> [The task]
Return every line of the listing below that contains the string "grass". Matching is case-sensitive.

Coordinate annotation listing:
● ● ● ● ●

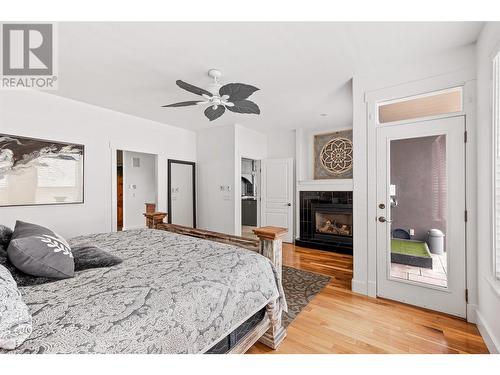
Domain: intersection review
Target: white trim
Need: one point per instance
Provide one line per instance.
(465, 78)
(494, 284)
(359, 286)
(472, 313)
(492, 342)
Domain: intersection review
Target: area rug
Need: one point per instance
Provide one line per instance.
(300, 288)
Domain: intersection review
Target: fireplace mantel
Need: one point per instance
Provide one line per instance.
(325, 185)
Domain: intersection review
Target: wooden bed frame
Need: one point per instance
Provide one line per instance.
(270, 330)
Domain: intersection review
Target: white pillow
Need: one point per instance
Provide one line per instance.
(15, 319)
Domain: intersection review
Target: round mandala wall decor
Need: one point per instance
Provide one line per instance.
(336, 156)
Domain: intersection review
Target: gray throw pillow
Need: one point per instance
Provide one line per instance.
(38, 251)
(21, 278)
(88, 256)
(15, 320)
(5, 236)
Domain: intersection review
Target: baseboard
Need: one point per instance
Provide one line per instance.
(372, 288)
(359, 286)
(135, 227)
(472, 313)
(492, 342)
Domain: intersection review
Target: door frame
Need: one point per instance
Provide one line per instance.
(455, 220)
(115, 146)
(291, 224)
(466, 79)
(169, 187)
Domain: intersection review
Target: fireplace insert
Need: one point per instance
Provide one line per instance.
(326, 221)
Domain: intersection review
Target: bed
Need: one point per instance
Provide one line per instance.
(173, 293)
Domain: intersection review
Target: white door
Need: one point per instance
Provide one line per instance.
(421, 191)
(277, 194)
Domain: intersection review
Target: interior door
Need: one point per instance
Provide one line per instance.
(421, 210)
(181, 201)
(277, 194)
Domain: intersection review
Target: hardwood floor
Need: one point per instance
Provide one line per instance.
(340, 321)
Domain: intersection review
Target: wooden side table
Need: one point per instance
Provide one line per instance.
(154, 218)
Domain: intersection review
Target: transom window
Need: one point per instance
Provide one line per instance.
(426, 105)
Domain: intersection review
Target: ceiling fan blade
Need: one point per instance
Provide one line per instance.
(213, 114)
(183, 104)
(193, 89)
(244, 106)
(237, 91)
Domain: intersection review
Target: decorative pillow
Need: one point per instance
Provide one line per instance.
(15, 319)
(5, 236)
(38, 251)
(88, 256)
(21, 278)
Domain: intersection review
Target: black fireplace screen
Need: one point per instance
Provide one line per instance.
(339, 224)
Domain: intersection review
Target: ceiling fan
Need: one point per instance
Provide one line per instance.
(218, 98)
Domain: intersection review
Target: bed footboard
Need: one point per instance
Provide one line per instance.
(270, 331)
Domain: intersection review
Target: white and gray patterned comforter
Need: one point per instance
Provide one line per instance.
(171, 294)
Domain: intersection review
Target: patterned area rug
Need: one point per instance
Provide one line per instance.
(300, 288)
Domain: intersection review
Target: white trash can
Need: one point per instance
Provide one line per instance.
(435, 240)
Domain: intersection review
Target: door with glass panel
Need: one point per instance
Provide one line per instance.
(421, 214)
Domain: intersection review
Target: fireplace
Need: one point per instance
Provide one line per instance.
(326, 221)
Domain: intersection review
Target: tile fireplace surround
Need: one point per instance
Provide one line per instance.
(326, 220)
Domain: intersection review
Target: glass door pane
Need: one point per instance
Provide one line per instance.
(418, 210)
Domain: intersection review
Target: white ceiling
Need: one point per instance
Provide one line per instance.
(302, 69)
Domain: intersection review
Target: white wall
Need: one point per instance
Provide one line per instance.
(281, 143)
(139, 187)
(453, 61)
(489, 289)
(41, 115)
(216, 168)
(219, 151)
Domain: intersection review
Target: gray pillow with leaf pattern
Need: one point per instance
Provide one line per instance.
(38, 251)
(15, 319)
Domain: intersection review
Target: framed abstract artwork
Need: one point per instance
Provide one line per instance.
(38, 172)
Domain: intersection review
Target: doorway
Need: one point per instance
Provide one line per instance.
(421, 214)
(182, 193)
(136, 184)
(250, 197)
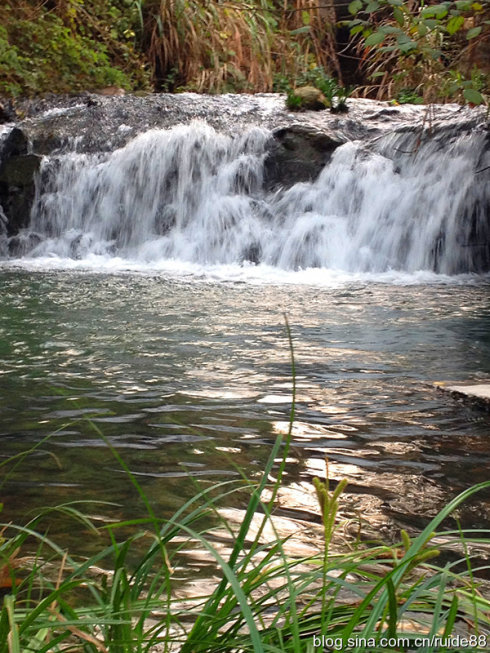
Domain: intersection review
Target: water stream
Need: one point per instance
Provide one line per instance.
(151, 295)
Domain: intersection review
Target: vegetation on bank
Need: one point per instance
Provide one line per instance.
(125, 598)
(406, 50)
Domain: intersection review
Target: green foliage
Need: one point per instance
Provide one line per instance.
(335, 95)
(408, 96)
(41, 51)
(293, 101)
(430, 48)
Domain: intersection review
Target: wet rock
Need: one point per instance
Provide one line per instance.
(17, 189)
(22, 244)
(16, 144)
(7, 113)
(298, 153)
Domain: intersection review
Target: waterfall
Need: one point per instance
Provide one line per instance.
(193, 194)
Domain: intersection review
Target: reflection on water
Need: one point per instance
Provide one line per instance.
(194, 378)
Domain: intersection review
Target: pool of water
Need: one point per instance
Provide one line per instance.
(191, 377)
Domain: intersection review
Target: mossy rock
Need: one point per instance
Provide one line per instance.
(307, 98)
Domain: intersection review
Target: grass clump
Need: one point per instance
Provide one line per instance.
(125, 598)
(266, 600)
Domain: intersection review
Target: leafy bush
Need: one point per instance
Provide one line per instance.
(41, 51)
(432, 48)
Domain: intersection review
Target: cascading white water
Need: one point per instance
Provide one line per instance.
(195, 195)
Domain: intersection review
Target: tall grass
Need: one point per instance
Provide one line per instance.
(124, 599)
(237, 46)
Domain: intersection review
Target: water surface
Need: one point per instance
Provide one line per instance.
(190, 377)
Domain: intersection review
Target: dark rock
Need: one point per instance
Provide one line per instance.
(16, 144)
(17, 189)
(297, 153)
(7, 113)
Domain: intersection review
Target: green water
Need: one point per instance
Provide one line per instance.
(191, 378)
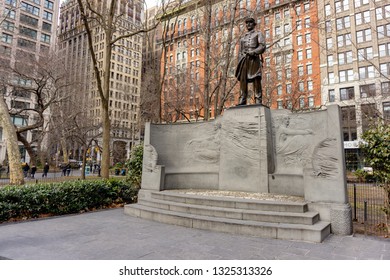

● ● ● ● ●

> [Worked answer]
Target: grass clump
Target: tall grass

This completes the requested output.